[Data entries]
*-*-*
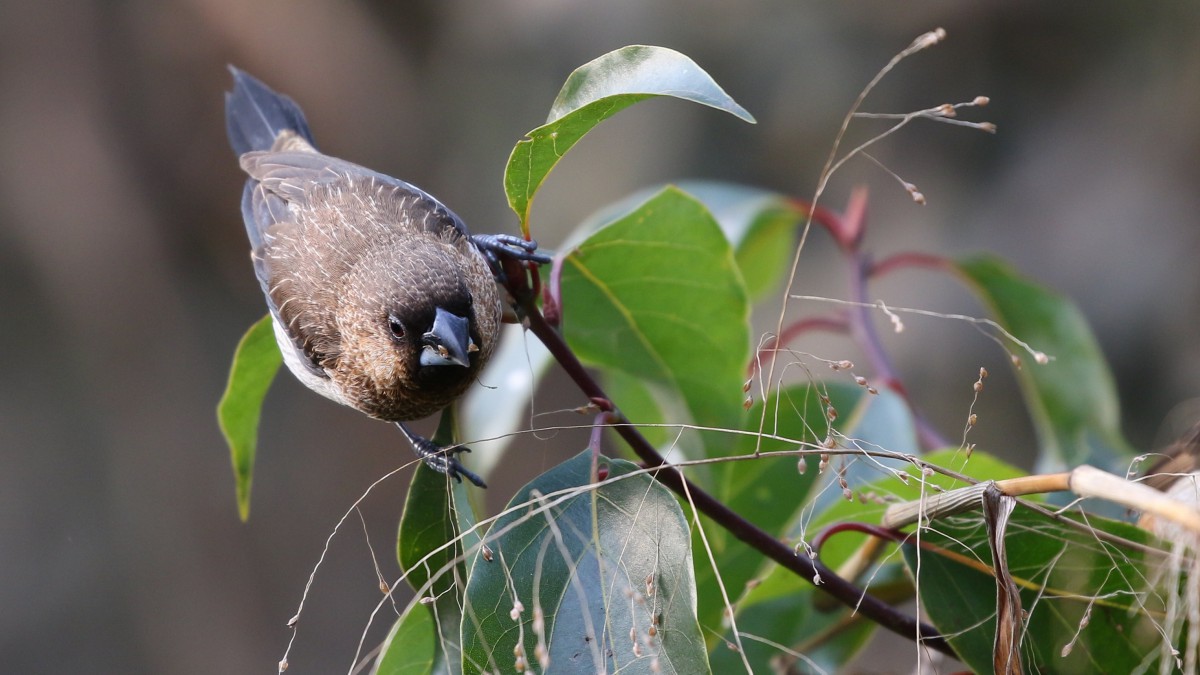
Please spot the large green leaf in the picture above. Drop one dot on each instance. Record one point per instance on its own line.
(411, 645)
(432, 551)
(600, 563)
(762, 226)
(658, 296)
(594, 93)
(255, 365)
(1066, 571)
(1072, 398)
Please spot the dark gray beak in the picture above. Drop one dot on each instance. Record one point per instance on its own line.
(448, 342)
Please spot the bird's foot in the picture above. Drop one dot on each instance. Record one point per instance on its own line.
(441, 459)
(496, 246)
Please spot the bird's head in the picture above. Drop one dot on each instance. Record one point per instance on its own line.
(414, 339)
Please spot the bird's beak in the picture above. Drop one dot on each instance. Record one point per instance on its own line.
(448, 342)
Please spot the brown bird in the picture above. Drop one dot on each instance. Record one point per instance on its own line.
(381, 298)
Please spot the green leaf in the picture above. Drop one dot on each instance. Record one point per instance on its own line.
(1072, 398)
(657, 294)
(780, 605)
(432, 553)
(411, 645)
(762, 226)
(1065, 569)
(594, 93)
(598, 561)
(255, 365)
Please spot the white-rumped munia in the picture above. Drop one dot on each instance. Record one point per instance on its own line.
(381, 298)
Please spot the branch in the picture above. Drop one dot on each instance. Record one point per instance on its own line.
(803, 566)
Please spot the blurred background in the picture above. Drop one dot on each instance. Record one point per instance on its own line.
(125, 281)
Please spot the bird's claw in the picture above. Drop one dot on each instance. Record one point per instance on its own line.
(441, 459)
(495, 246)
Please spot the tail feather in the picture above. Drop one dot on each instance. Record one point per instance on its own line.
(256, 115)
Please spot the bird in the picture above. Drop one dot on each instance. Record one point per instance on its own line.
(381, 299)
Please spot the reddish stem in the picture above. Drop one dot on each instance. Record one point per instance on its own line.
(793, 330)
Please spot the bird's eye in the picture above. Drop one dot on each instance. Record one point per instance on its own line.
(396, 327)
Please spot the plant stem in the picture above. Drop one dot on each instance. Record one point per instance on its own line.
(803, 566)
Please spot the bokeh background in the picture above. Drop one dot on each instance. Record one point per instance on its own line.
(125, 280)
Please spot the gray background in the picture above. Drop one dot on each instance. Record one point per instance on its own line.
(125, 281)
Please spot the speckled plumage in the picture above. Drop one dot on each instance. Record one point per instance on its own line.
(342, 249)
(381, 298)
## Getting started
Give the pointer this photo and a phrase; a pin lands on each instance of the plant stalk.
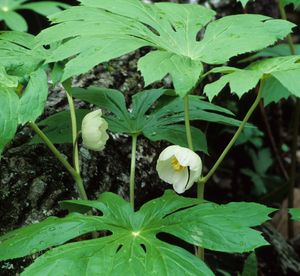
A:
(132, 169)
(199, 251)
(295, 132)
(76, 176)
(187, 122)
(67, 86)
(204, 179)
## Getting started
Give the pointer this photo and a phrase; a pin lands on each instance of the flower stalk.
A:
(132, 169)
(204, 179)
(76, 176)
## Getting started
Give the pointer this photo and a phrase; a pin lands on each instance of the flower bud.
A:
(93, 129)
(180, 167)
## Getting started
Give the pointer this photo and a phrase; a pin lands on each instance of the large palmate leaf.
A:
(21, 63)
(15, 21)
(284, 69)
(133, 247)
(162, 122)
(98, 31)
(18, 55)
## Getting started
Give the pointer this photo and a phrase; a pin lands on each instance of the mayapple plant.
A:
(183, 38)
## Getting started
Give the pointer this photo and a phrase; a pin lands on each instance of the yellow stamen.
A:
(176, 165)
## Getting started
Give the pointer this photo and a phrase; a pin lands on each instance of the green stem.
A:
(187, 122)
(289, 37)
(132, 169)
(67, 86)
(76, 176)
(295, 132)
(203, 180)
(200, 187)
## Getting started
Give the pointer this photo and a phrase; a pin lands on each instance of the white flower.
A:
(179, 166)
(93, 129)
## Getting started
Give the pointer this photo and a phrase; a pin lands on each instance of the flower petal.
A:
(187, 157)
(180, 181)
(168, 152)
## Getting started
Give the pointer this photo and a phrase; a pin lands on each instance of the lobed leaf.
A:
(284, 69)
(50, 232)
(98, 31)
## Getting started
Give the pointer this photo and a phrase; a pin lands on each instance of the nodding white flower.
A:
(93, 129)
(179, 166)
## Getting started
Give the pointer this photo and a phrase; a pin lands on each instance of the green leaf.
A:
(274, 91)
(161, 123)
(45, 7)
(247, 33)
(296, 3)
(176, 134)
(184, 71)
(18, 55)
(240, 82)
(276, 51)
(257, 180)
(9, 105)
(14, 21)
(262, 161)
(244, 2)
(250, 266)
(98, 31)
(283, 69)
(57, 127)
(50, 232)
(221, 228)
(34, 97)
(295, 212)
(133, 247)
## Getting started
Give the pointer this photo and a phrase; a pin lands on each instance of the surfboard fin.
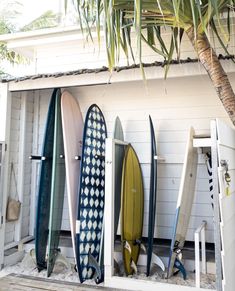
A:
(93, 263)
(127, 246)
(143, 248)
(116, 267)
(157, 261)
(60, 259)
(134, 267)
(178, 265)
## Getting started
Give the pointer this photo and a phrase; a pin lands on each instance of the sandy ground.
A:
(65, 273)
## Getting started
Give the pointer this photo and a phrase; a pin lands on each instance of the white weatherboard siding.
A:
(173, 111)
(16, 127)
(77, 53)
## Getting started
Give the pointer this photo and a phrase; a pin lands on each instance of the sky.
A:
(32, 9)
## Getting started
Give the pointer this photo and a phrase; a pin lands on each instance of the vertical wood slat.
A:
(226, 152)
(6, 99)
*-*-*
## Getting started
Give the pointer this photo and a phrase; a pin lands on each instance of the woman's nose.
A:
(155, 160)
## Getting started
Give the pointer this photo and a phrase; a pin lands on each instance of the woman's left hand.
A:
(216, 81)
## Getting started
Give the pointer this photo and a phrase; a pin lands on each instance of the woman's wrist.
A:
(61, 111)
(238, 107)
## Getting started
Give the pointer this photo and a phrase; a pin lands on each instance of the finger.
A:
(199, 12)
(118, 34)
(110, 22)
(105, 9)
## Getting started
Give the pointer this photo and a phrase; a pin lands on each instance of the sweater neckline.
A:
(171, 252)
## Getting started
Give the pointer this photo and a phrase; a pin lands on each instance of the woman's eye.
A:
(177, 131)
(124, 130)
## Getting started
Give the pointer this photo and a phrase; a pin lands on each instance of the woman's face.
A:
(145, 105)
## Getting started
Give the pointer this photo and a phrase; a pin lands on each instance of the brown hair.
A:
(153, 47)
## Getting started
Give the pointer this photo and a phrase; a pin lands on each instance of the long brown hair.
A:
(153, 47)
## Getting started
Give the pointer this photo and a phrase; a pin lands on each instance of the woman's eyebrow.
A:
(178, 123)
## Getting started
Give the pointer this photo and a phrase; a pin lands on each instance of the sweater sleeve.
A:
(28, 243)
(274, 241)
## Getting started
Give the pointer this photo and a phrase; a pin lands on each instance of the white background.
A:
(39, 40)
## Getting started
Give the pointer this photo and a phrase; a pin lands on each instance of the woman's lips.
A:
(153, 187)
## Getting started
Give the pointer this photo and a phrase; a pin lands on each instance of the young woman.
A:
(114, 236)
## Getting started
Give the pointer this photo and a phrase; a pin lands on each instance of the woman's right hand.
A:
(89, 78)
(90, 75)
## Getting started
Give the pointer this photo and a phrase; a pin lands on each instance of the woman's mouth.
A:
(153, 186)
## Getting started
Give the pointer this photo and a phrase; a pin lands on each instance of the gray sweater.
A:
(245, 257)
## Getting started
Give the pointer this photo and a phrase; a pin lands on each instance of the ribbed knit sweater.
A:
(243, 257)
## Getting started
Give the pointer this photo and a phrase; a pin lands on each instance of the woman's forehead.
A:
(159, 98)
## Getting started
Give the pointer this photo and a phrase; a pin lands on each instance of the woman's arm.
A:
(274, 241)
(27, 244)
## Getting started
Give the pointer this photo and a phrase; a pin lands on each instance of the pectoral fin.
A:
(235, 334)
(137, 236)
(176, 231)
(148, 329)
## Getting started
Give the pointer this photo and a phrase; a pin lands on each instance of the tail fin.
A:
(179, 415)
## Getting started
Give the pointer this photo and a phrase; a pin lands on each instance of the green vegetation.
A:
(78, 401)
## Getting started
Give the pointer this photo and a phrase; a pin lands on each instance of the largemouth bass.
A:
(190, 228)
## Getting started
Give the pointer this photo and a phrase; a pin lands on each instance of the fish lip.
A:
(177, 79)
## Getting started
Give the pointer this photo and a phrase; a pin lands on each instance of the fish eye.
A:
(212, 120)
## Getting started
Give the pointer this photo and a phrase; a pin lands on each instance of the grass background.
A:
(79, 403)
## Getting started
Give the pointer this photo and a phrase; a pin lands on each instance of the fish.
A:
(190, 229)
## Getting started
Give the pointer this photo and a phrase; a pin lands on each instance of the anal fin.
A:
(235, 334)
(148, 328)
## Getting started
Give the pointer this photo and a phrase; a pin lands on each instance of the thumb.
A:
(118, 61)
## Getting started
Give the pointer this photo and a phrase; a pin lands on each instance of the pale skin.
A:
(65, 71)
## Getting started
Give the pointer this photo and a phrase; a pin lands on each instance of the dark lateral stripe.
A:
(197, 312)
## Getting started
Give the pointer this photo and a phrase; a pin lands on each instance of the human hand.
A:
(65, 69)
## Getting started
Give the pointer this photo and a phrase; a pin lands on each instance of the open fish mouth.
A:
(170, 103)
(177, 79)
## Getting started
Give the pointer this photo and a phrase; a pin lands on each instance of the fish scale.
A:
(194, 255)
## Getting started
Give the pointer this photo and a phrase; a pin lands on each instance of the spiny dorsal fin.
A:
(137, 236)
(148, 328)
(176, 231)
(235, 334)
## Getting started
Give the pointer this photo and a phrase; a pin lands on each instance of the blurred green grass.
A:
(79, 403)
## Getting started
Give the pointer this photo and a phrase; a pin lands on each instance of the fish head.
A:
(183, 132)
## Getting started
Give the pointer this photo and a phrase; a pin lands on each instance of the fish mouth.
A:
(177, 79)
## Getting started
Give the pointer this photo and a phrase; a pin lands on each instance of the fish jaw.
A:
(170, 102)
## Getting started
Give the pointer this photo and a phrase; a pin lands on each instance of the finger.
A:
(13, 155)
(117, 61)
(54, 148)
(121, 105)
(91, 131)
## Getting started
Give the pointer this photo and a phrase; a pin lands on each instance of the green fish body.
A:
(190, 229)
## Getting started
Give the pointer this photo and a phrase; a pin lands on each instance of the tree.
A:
*-*-*
— PROBLEM TO SOLVE —
Could you return the lines in the entries above that contain "sweater"?

— TASK ANSWER —
Give the pointer this photo and a phrase; a pin lands on each instance of the sweater neckline.
Give the pointer this photo and a phrase; a pin lands on each instance of the sweater sleeve.
Give the pointer this photo and a phrase; a pin lands on each instance of the gray sweater.
Give the pointer this photo and a phrase; a pin lands on each instance of the ribbed knit sweater.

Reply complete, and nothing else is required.